#### [DATA FOR THIS TASK]
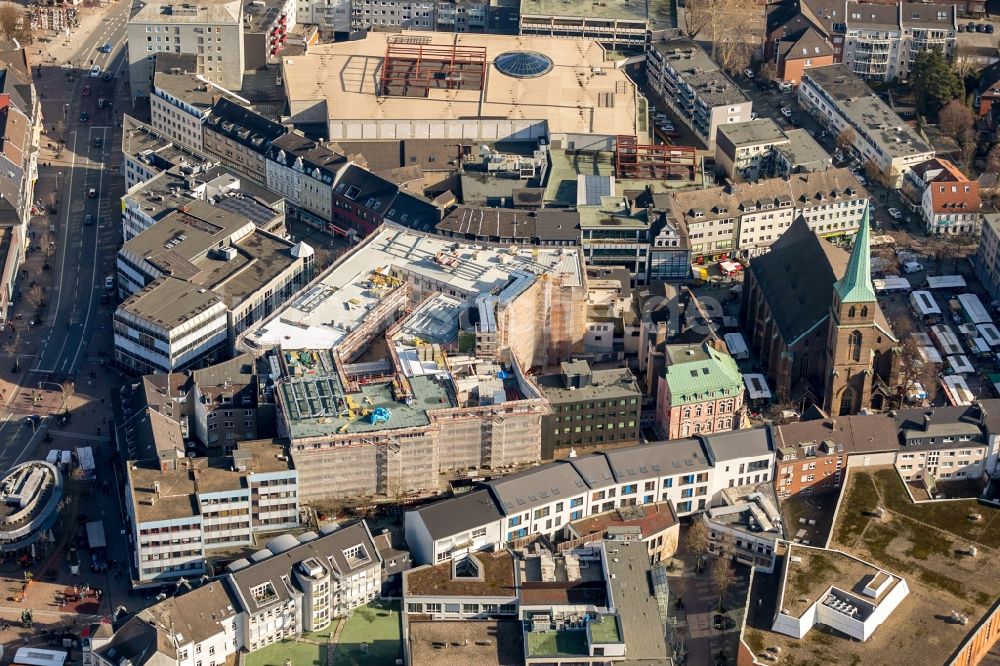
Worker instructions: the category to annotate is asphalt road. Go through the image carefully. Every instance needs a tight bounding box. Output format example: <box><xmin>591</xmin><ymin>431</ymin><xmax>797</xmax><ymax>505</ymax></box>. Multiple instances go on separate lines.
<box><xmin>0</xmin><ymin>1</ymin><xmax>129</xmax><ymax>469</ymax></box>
---
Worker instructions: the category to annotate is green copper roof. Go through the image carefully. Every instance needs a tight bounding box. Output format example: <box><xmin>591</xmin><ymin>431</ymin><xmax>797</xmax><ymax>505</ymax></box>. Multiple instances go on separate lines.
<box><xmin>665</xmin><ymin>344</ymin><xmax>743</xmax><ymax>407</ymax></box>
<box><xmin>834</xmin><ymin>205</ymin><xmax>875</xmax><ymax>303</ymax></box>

#### [EXERCISE INSTRUCTIONS]
Show each line from the entries above that contains the word "Multiple", copying every such line in full.

#### [CORRECT OUTPUT]
Worker instructions: the category to annotate is asphalt road. Go through the image carefully. Every instance needs a tight bounding box. Output format example: <box><xmin>591</xmin><ymin>431</ymin><xmax>797</xmax><ymax>505</ymax></box>. Multiple instances go on separate lines.
Worker instructions: the category to annotate is green copper roof. Go through the image carefully. Every instance needs a tight bounding box. Output format example: <box><xmin>591</xmin><ymin>431</ymin><xmax>797</xmax><ymax>505</ymax></box>. Multiple instances go on separate lines.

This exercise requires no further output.